START

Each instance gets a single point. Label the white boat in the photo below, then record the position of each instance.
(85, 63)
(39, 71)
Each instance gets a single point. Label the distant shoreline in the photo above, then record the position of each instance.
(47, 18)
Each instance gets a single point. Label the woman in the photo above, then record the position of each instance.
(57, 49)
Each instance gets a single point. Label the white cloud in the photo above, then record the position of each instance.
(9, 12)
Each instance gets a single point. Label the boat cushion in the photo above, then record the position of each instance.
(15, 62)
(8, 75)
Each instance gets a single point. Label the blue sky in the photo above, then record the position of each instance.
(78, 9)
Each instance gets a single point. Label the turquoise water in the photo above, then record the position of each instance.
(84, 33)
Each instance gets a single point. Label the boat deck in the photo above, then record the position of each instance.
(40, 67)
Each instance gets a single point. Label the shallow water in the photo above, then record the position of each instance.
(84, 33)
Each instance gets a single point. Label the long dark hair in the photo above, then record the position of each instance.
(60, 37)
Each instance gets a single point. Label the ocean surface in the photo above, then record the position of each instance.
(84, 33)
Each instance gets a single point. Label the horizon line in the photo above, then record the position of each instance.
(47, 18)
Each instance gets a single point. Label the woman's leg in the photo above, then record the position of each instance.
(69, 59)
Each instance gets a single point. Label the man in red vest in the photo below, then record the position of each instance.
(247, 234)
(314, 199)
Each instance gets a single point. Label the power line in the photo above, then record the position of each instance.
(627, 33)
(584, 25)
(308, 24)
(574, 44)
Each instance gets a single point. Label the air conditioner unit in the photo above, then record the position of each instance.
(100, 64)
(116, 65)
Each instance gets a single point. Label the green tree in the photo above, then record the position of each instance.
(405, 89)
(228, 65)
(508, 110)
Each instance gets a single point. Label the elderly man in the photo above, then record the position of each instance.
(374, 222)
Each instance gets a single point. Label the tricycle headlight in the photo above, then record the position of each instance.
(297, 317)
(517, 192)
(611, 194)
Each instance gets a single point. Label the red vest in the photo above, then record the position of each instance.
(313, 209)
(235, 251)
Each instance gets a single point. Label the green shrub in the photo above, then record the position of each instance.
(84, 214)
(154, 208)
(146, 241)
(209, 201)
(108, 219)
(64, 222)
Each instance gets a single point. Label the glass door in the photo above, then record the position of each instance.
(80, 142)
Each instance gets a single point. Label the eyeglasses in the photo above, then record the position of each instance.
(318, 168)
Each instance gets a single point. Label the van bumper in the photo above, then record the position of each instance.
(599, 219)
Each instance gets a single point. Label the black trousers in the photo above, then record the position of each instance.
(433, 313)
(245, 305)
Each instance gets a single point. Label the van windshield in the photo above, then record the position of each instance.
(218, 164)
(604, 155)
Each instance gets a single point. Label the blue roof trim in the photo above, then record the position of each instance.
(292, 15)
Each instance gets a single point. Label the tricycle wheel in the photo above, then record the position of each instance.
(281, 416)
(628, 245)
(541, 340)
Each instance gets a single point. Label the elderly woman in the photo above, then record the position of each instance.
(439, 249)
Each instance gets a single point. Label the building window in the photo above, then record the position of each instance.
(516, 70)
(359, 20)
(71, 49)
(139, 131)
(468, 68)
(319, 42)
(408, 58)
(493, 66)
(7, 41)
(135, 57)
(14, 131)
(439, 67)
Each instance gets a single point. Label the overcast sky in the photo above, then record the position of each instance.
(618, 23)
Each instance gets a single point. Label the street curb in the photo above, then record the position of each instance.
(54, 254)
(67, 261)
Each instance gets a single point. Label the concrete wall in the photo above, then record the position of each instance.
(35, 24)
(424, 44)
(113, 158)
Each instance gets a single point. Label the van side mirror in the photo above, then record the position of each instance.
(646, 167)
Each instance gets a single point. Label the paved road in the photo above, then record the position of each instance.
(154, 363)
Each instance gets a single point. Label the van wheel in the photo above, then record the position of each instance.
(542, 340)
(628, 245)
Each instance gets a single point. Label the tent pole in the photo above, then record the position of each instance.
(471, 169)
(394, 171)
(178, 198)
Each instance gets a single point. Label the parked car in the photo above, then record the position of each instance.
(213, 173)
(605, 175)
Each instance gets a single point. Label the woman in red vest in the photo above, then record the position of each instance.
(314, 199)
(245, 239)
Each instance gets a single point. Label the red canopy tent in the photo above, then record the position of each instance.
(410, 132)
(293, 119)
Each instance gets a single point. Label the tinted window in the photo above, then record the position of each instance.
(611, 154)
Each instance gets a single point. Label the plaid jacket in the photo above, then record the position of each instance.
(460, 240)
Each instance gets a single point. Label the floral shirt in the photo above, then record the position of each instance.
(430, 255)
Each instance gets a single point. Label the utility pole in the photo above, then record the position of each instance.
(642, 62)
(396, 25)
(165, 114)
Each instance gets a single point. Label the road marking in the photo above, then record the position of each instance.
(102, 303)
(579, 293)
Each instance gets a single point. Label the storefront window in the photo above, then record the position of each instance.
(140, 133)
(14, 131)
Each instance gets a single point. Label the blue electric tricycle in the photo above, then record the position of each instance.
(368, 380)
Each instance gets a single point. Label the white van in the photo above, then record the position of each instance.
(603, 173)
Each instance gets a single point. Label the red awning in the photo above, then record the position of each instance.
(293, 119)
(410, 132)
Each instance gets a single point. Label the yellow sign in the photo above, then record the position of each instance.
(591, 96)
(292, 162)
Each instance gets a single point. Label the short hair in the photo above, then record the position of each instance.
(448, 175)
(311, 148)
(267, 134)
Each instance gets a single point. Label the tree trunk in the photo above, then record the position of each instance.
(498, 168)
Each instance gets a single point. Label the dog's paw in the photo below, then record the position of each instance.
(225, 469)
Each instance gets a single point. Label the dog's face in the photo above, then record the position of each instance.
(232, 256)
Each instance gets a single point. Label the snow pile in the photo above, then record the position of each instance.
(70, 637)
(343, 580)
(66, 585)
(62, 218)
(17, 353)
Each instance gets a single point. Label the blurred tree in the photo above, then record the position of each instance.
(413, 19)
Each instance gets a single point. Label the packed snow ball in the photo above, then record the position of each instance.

END

Write out every record verbatim.

Each instance gets a single point. Label the white boat in the photo below, then record the position of each instance.
(85, 63)
(39, 71)
Each instance gets a single point. Label the distant shoreline in the photo above, then record the position of each instance.
(47, 18)
Each instance gets a single point. Label the woman in the photo above, then record the position of each instance.
(57, 49)
Each instance gets a single point. Label the white cloud in the photo above, then record the position of each instance.
(9, 12)
Each instance gets a single point. Label the boat cushion in the photo above, then record the position of each instance.
(15, 62)
(8, 75)
Each instance gets a single point. Label the blue sky in the photo above, then record the position of each instance.
(78, 9)
Each instance gets a single point. Label the turquoise water in the photo above, then record the position of each instance.
(84, 33)
Each instance gets a single point. Label the boat deck in the photo above, then record the position of each instance.
(40, 67)
Each instance gets a single point. Label the shallow water in the photo above, then record the position of each instance.
(84, 33)
Each instance gets a single point. Label the long dark hair in the photo above, then record the position of each instance.
(60, 37)
Each instance gets a single point. Label the ocean surface in the photo above, then record the position of each instance.
(84, 33)
Each instance gets a single point. Label the horizon line in the photo above, then record the position of each instance.
(47, 18)
Each instance gets a single point. Label the woman's leg in the photo above, then record the position of each instance.
(69, 59)
Each instance gets a single point. Label the man in red vest in the photo below, then record the position of each instance.
(247, 234)
(314, 199)
Each instance gets a single point. Label the power line in the photo above, then record the position of each instance.
(627, 33)
(584, 25)
(308, 24)
(574, 44)
Each instance gets a single point. Label the air conditioner unit in the photo above, then record the position of each instance.
(100, 64)
(116, 65)
Each instance gets a single point. Label the green tree in the photo above, then record the position of each instance.
(405, 89)
(228, 65)
(508, 110)
Each instance gets a single point. Label the elderly man in the photo above, then record the position of each instance.
(374, 222)
Each instance gets a single point. Label the tricycle headlight in the photo above, then record the position of each instance.
(297, 317)
(517, 192)
(611, 194)
Each instance gets a single point. Label the red vest in the photo above, then record the position of each instance.
(313, 209)
(235, 251)
Each instance gets a single point. Label the green shrub in the photo above, then record the position of each instance.
(84, 214)
(154, 208)
(146, 241)
(209, 201)
(108, 219)
(64, 222)
Each instance gets a single point. Label the glass door in the photo above, then record the position of each instance.
(80, 142)
Each instance gets a single point. Label the eyeglasses in the photo above, then record the position of each instance.
(318, 168)
Each instance gets a single point. Label the van bumper in the photo above, then record the position of each instance.
(599, 219)
Each instance gets a single point. Label the black trousers in the photo above, then record the position of each instance.
(433, 313)
(245, 305)
Each instance gets a single point. Label the van windshield in the photo above, then record the position of each instance.
(218, 164)
(604, 155)
Each instance gets a single point. Label the blue roof trim in the photo above, then record the position of each instance.
(292, 15)
Each instance gets a single point. Label the tricycle wheel in the photo above, then record the position of each instance.
(281, 416)
(628, 245)
(541, 340)
Each instance gets a single point. Label the elderly woman in the photo above, then record the position of each instance.
(439, 249)
Each instance gets a single point. Label the building window in the photo above, then record the position of each instance.
(516, 70)
(359, 20)
(71, 49)
(139, 131)
(468, 68)
(319, 42)
(408, 58)
(493, 66)
(7, 41)
(135, 57)
(14, 131)
(439, 67)
Each instance gets a single point. Label the overcast sky in the photo above, then record the position of each instance.
(618, 23)
Each instance gets a single point. Label the street curb in the photo above, then record the position of each instance.
(54, 254)
(67, 261)
Each instance gets a single point. Label the concrete wall in the photo above, then record the position of each instance.
(35, 24)
(424, 44)
(113, 158)
Each instance gets a single point. Label the van side mirror in the photo above, then record the position of each instance.
(646, 167)
Each instance gets a single point. Label the paved road in the photo above, then record the position of each instance.
(154, 363)
Each instance gets a single point. Label the van wheel in the photo above, then record the position of each instance.
(542, 340)
(628, 245)
Each instance gets a single point. Label the tent pole in the photo above, then record the position of each instance.
(471, 169)
(394, 171)
(178, 198)
Each instance gets a single point. Label the parked car in the photo above, then record the position of each instance.
(213, 173)
(605, 175)
Each instance gets a single point. Label the woman in red vest in the photo above, then record the position of each instance.
(314, 199)
(245, 239)
Each instance gets a single point. Label the red canopy tent in the photo above, then record the position of each instance.
(410, 132)
(293, 119)
Each instance gets a single point. Label the tinted window in the photo above, then record the position of each instance.
(611, 154)
Each instance gets a single point. Label the plaid jacket in the photo above, then record the position of each instance.
(460, 240)
Each instance gets a single point. Label the floral shirt in the photo above, then record the position of each instance.
(430, 255)
Each instance gets a single point. Label the utility pole in the photo above, then record the position of each instance.
(642, 62)
(396, 25)
(165, 114)
Each instance gets a single point. Label the road marking in the photo above, then record the position of each instance.
(102, 303)
(579, 293)
Each instance gets a single point. Label the storefront window in the photo above, then record the position of each instance.
(140, 133)
(14, 131)
Each instance gets a single point. Label the blue electric tricycle in the photo above, then record the position of each instance.
(368, 380)
Each instance gets a single point. Label the white van in the photo above, then record the position of each instance.
(603, 173)
Each instance gets a single point. Label the red awning in the photo above, then record the position of each instance.
(293, 119)
(410, 132)
Each instance gets a single point. Label the yellow sign in the photo above, then record the position of each instance.
(591, 96)
(292, 162)
Each instance gets a single point. Label the short hair in the photo above, then record the position of each instance.
(448, 175)
(311, 148)
(267, 134)
Each instance gets a single point. Label the tree trunk in the photo above, then record the position of each instance.
(498, 168)
Each instance gets a single point. Label the dog's paw in the photo below, then record the position of each instance.
(225, 469)
Each instance gets a single point. Label the dog's face in the photo above, then record the position of each instance.
(232, 256)
Each instance gets a single point. Label the snow pile in the photo above, then record the position of each instance.
(70, 637)
(343, 580)
(66, 585)
(62, 218)
(17, 353)
Each instance gets a single point. Label the blurred tree in the photo above, then record the position of each instance.
(413, 19)
Each instance gets a single point. Label the packed snow ball in the photo above, then record the position of each instance.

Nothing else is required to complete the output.